> _TASK GOAL_:
Arrange each line of the material below as a Markdown table with the columns Row and Line, numbering the rows in order and omitting any blank lines.

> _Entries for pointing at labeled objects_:
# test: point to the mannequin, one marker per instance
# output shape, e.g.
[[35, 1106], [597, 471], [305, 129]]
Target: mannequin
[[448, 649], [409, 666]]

> _FINISHED TASK_:
| Row | Line |
|---|---|
| 1 | # test: point to the mannequin, one marker per instance |
| 2 | # output shape, e.g. |
| 3 | [[35, 1106], [597, 471], [305, 129]] |
| 4 | Target: mannequin |
| 5 | [[448, 649], [409, 666]] |